** EXERCISE PROMPT **
Pull out every line of the entries below that contains the word "wall", copying each line in full.
--------------------------------
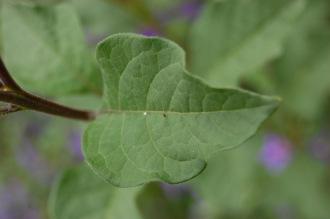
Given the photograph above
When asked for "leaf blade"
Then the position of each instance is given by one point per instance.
(161, 123)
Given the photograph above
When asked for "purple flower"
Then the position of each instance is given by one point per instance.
(276, 153)
(320, 146)
(30, 159)
(189, 9)
(149, 31)
(75, 145)
(176, 191)
(16, 203)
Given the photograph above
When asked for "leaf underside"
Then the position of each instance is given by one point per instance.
(161, 123)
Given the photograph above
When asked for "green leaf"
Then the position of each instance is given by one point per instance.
(230, 181)
(234, 37)
(45, 51)
(159, 122)
(79, 193)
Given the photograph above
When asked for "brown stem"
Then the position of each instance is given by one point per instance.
(11, 93)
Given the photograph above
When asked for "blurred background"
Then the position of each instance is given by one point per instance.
(283, 172)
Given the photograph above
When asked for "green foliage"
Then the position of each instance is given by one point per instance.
(154, 109)
(235, 37)
(302, 73)
(46, 51)
(79, 193)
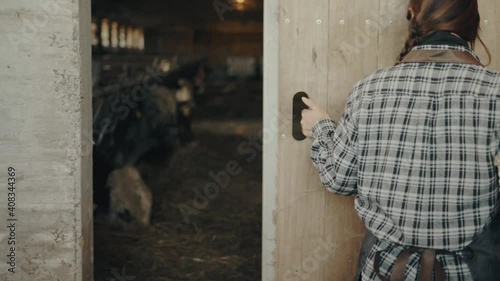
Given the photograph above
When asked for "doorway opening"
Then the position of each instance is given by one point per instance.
(177, 102)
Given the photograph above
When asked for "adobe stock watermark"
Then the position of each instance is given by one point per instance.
(221, 180)
(312, 263)
(32, 24)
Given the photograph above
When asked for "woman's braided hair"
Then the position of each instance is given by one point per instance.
(458, 16)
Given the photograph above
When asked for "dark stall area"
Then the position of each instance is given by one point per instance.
(177, 121)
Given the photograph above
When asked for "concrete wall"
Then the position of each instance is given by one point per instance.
(45, 123)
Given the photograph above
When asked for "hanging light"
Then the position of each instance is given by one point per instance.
(122, 37)
(105, 33)
(130, 37)
(114, 34)
(95, 38)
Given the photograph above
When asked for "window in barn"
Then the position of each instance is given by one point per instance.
(114, 34)
(243, 5)
(130, 37)
(122, 37)
(95, 38)
(105, 33)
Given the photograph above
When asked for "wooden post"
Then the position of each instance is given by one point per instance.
(322, 47)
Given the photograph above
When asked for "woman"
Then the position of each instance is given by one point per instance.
(416, 146)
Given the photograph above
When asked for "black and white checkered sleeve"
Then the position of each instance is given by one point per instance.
(334, 153)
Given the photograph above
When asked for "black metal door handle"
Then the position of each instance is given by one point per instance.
(298, 106)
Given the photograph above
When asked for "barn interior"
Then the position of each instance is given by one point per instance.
(177, 116)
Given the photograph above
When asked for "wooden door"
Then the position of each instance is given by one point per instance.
(322, 47)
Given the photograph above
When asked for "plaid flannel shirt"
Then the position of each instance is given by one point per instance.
(416, 146)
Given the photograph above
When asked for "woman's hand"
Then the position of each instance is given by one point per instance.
(311, 116)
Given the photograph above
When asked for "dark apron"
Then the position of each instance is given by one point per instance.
(483, 255)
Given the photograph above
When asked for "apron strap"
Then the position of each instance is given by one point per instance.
(450, 56)
(429, 265)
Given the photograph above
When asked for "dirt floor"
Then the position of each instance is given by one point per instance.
(217, 238)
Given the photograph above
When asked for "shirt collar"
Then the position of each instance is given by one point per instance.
(446, 47)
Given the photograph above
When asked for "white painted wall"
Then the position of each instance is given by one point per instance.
(270, 152)
(45, 123)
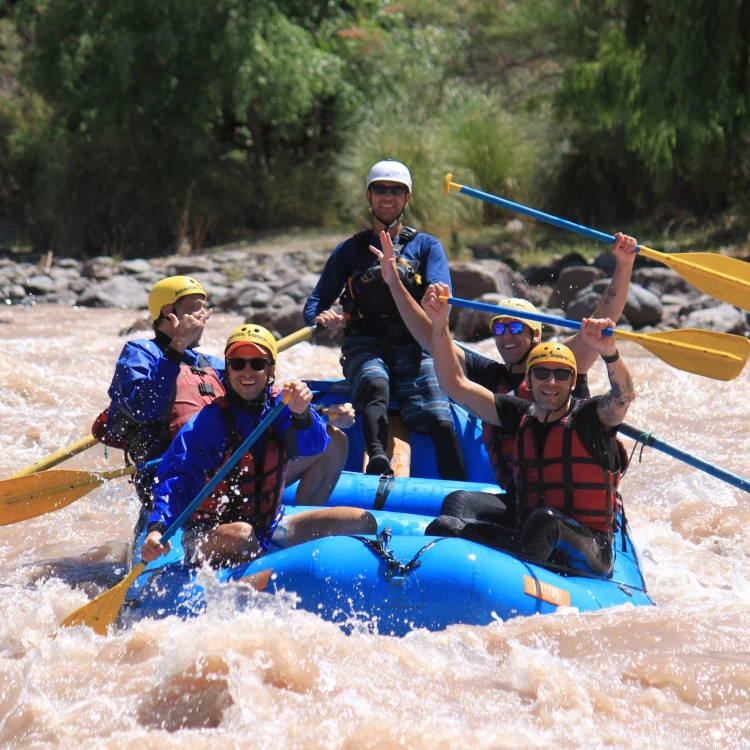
--------------------------------
** COMPLETED EXERCISE **
When asked for "concrete wall"
When asked for "white painted wall"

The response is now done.